== READING TEXT ==
Segment Open

Editor's Choice for January 2021

January’s Editor’s Choice article is “A promising Ames battery for mutagenicity characterization of new dyes,” (https://onlinelibrary.wiley.com/doi/abs/10.1002/em.22417?af=R) by Gisela A. Umbuzeiro, Daniel A. Morales, Francine I. Vacchi, Anjaina F. Albuquerque, Malgorzata Szymczyk, Xinyi Sui, Nelson Vinueza, and Harold S. Freeman.

Testing of the mutagenicity of dyes poses a challenge because of the limited availability of the pure compound available for testing. Dyes have varied uses in food, textiles, plastics, paper, and cosmetics products. It is very important to have them tested thoroughly for their varied human consumption uses.

The Max Weaver Dye Library (MWDL), is a collection of 98,000 dye samples which was donated to North Carolina State University (NCSU) in 2014. NCSU took up this project to explore the possibility of usage of the dyes in various sectors. Initially they digitize 2700 dyes based on their structures (azo, anthraquinone, methine, nitro, and other substructures). Structural and spectroscopic data offered potential new uses for the dyes. For human consumption uses toxicological tests are needs for which mutagenicity data is essential. Mutagenicity data is mandatory for registration of compounds in REACH (Registration, Evaluation, Authorization and Restriction of Chemicals) by the European Union.

Segment Closed

== TRY IT ==
Answer these questions from the editor's choice note:
1. What five kinds of products does the note give as uses for dyes?
2. How many dye samples make up the Max Weaver Dye Library, and in what year were they donated to North Carolina State University?
3. What does the abbreviation REACH stand for?

== INFORMATION PROVIDED ==

Segment Open

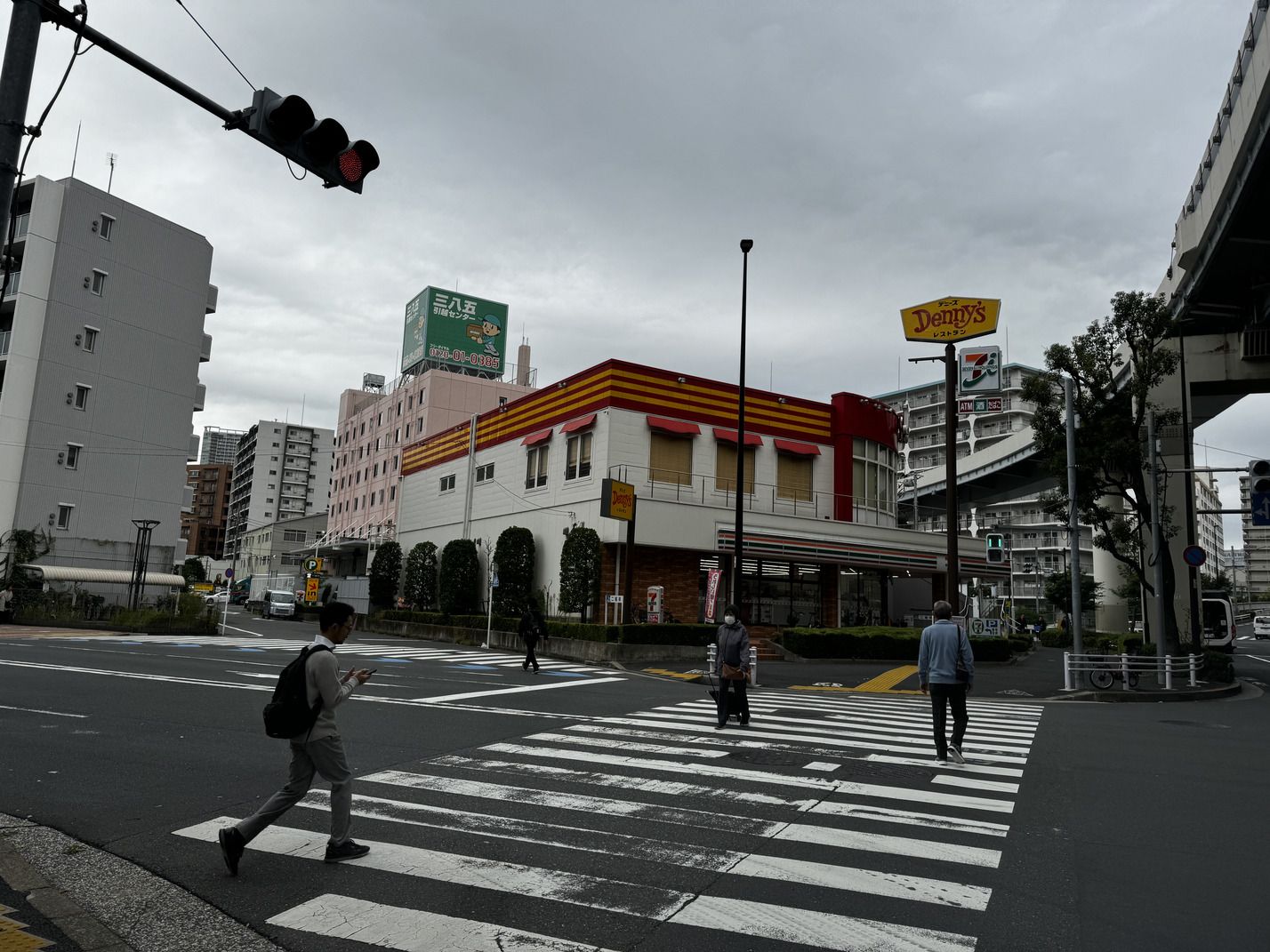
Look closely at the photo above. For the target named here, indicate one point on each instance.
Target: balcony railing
(701, 490)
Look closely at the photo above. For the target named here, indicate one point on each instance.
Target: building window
(670, 460)
(578, 456)
(794, 477)
(536, 468)
(726, 468)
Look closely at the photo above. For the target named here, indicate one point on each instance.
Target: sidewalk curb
(109, 904)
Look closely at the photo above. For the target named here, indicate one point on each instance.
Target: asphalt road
(591, 809)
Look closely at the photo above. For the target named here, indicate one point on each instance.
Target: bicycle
(1104, 676)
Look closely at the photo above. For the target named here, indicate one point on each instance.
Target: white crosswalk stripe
(656, 818)
(403, 652)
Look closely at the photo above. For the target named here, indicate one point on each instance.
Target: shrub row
(878, 643)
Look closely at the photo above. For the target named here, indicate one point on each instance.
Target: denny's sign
(952, 319)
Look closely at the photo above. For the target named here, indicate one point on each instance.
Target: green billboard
(456, 330)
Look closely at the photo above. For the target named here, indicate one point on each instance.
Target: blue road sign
(1261, 508)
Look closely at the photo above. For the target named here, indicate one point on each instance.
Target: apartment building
(377, 423)
(204, 524)
(282, 471)
(220, 445)
(100, 341)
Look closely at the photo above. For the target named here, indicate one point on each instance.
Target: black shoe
(231, 848)
(344, 851)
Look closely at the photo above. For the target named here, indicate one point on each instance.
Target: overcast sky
(595, 165)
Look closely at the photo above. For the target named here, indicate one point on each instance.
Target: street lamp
(745, 244)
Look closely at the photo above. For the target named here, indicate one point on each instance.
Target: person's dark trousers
(941, 697)
(744, 702)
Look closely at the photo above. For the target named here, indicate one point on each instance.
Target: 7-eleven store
(821, 541)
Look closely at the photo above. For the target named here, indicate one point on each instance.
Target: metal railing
(1125, 669)
(711, 654)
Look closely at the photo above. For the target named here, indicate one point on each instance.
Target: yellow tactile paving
(14, 937)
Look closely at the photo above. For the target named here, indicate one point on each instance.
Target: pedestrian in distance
(945, 669)
(319, 750)
(732, 665)
(533, 628)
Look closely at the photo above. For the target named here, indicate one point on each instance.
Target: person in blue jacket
(945, 669)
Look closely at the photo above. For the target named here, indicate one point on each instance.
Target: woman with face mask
(733, 652)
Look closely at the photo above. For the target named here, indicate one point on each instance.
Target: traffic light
(287, 124)
(996, 548)
(1258, 475)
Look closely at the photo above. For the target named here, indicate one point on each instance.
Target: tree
(1058, 592)
(421, 575)
(192, 570)
(385, 574)
(459, 579)
(20, 548)
(1115, 364)
(515, 556)
(579, 572)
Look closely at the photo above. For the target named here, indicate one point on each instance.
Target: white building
(282, 471)
(821, 543)
(219, 445)
(1038, 546)
(100, 339)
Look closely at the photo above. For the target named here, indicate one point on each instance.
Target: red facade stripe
(679, 427)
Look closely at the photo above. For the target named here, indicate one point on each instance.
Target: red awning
(790, 445)
(681, 427)
(579, 424)
(752, 439)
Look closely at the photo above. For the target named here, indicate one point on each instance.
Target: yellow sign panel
(617, 500)
(952, 319)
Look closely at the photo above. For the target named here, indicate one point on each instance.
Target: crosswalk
(825, 824)
(466, 658)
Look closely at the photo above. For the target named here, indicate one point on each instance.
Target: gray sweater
(321, 674)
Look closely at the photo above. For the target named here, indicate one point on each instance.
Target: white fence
(1104, 670)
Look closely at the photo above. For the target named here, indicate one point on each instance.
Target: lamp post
(745, 244)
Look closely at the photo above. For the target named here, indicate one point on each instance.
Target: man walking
(945, 669)
(318, 750)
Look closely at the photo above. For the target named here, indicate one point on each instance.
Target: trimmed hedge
(877, 643)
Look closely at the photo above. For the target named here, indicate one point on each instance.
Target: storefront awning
(679, 427)
(112, 577)
(579, 424)
(792, 445)
(752, 439)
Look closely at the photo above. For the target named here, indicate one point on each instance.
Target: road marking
(798, 925)
(36, 709)
(412, 930)
(510, 691)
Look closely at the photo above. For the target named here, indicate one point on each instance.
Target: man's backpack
(288, 715)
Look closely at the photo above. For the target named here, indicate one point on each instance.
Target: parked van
(278, 604)
(1218, 623)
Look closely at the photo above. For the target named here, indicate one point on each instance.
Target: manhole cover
(1198, 724)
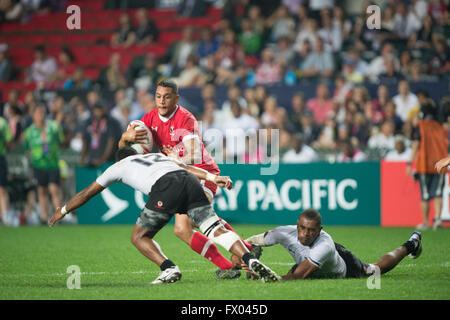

Segment Closed

== FINAL ANSWER ==
1. Food, textiles, plastics, paper, and cosmetics.
2. 98,000 dye samples, donated in 2014.
3. Registration, Evaluation, Authorization and Restriction of Chemicals.